Required action => In the data below, find the lines containing "rubber" and say how many there are, nothing more.

*** Begin section ***

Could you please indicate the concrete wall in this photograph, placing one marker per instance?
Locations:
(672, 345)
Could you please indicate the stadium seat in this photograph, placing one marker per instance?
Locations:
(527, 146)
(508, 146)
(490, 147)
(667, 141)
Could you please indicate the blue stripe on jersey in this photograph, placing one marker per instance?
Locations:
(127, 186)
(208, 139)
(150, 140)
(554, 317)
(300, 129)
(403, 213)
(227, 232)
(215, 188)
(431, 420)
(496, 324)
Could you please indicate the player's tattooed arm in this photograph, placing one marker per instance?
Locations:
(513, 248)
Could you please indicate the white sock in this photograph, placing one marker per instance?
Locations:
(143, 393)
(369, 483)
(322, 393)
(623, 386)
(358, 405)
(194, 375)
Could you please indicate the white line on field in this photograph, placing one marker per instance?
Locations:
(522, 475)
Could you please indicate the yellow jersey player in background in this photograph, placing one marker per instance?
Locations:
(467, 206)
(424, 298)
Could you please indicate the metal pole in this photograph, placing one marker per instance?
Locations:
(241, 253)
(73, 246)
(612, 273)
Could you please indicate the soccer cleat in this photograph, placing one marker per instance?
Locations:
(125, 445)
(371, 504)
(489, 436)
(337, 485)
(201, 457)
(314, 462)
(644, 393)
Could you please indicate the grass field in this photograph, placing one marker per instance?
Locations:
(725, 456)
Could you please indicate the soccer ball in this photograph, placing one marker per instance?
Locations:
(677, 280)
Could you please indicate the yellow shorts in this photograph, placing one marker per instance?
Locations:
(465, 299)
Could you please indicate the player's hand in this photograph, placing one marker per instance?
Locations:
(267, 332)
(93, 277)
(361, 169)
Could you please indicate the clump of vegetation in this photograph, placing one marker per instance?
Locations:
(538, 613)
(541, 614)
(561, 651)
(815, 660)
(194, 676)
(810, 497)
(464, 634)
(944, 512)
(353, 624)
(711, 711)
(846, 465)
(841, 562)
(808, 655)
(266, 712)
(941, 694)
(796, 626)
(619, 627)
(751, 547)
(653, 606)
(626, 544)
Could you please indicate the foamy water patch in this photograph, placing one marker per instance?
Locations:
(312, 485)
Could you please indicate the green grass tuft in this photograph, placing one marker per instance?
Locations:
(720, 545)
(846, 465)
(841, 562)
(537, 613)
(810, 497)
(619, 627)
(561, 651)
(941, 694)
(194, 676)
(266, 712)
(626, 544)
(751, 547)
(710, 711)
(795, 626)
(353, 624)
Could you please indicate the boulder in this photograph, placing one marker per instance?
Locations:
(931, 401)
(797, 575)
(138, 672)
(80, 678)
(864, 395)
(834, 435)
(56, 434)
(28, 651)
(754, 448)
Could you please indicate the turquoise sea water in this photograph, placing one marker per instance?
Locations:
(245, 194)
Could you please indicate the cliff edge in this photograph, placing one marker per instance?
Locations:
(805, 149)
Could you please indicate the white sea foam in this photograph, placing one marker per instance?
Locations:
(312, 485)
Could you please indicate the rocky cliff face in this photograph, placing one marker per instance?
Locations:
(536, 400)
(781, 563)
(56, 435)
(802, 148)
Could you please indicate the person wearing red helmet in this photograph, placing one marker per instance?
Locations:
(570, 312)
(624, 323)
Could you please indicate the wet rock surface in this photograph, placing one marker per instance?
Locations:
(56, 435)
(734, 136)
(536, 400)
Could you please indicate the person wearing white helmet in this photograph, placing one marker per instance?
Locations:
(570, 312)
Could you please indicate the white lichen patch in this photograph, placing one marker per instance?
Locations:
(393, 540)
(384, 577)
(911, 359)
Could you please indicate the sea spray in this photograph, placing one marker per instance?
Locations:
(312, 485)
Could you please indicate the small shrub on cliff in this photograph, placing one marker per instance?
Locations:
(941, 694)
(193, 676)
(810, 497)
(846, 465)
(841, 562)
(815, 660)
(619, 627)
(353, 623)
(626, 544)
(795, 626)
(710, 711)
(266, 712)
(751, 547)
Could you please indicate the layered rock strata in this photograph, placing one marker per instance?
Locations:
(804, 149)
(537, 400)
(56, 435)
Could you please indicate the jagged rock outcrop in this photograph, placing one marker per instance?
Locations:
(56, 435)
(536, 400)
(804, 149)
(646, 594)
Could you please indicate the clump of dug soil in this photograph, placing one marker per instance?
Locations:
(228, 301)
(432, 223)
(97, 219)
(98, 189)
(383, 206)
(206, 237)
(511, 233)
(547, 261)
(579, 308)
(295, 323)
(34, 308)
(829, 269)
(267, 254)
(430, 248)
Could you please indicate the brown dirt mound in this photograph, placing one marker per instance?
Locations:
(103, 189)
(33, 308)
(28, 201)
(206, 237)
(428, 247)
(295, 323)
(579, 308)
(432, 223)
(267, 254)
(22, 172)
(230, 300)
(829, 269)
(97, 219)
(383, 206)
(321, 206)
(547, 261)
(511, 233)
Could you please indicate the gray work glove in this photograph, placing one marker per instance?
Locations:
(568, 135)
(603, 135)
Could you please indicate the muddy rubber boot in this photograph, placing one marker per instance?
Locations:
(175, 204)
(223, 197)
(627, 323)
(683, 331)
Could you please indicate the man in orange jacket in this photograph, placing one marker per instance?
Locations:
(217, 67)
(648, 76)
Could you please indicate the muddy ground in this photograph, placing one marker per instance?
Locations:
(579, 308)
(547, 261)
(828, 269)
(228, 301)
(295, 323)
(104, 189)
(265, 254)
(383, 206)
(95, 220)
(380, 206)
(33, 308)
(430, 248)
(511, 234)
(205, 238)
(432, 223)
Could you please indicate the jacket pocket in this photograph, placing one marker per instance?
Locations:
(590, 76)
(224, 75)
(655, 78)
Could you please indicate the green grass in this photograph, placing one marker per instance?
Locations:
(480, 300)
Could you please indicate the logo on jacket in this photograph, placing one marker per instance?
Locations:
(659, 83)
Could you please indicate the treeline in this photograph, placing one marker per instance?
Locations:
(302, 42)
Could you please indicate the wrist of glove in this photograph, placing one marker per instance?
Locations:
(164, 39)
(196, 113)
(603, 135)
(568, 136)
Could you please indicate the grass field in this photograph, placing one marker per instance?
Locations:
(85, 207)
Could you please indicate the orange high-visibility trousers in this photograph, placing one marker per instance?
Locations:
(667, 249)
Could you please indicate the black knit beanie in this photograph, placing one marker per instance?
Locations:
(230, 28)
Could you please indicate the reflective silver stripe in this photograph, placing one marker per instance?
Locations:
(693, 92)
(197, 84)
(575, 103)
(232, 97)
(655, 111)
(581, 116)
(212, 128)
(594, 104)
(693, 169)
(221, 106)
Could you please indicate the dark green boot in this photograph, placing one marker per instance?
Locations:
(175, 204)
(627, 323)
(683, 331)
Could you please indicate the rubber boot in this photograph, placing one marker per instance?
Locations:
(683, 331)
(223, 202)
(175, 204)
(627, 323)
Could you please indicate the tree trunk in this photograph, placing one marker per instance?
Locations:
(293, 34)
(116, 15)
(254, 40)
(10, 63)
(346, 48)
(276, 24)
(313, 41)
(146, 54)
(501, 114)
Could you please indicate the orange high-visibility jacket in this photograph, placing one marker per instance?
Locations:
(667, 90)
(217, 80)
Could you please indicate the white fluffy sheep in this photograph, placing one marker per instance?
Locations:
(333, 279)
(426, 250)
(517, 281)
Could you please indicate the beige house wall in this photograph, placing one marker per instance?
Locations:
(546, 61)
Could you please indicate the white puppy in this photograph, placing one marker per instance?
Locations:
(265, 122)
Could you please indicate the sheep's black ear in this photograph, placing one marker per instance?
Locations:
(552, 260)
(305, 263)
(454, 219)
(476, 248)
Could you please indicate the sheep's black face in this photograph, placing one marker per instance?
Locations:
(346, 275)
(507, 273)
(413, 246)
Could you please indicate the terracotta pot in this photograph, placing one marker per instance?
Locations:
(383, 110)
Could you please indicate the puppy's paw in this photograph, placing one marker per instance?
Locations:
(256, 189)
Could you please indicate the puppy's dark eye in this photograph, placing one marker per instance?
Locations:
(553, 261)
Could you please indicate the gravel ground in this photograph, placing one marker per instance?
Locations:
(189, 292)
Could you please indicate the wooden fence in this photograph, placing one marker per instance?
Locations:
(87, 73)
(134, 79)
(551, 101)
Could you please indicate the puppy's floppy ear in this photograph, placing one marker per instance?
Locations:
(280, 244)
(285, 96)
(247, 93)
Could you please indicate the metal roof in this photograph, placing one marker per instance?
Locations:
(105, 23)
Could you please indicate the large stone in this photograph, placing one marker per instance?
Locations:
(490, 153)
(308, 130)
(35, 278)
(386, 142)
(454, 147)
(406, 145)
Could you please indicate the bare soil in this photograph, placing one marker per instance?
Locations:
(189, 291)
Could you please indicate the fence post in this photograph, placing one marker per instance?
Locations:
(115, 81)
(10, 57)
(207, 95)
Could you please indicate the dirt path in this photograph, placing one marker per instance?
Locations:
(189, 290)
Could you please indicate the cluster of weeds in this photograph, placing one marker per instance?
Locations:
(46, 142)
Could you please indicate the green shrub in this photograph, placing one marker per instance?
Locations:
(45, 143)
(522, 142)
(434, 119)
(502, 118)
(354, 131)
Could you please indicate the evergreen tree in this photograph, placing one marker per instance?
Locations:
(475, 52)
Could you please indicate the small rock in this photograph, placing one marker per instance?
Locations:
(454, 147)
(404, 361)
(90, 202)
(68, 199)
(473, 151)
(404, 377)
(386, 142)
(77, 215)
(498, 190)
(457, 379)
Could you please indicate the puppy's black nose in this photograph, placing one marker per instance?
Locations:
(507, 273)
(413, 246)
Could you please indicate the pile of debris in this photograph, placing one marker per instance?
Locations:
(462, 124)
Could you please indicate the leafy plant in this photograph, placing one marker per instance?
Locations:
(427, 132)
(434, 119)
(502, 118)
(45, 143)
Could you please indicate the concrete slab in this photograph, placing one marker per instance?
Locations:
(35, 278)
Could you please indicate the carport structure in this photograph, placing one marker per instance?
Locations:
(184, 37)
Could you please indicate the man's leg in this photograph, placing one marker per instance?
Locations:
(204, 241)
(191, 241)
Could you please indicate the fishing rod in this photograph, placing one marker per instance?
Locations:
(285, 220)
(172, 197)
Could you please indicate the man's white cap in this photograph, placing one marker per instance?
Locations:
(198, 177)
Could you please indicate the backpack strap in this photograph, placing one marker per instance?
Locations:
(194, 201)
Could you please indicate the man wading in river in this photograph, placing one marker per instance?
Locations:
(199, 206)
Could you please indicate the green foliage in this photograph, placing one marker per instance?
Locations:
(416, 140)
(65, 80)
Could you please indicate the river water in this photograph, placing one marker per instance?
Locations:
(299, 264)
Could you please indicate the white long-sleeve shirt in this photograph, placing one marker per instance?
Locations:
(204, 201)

*** End section ***

Solution to this exercise => 2